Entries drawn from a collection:
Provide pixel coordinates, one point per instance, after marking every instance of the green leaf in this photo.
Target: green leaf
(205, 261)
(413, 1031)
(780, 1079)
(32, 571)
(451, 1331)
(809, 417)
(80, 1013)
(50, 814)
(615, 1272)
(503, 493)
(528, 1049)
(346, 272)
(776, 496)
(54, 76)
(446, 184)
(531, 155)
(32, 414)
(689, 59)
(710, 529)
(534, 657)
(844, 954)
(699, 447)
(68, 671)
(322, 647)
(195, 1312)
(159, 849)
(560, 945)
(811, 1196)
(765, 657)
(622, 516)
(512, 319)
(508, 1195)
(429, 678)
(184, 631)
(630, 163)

▶ _Problem to solve_: Write out every line above again, including the requests, and raise each coordinate value in the answers by 75.

▶ _Complete response_:
Provide pixel coordinates, one point per instance, after marking every instance of the green leaf in this photo.
Target: green leaf
(280, 336)
(488, 1106)
(855, 1154)
(107, 646)
(526, 1406)
(884, 492)
(155, 1088)
(125, 889)
(690, 1347)
(578, 568)
(603, 1124)
(421, 347)
(851, 571)
(129, 151)
(521, 259)
(606, 230)
(107, 489)
(764, 134)
(785, 604)
(609, 732)
(919, 1029)
(774, 522)
(143, 746)
(397, 722)
(270, 1387)
(234, 924)
(635, 1020)
(886, 1271)
(840, 732)
(697, 591)
(587, 394)
(583, 1270)
(504, 753)
(259, 706)
(705, 238)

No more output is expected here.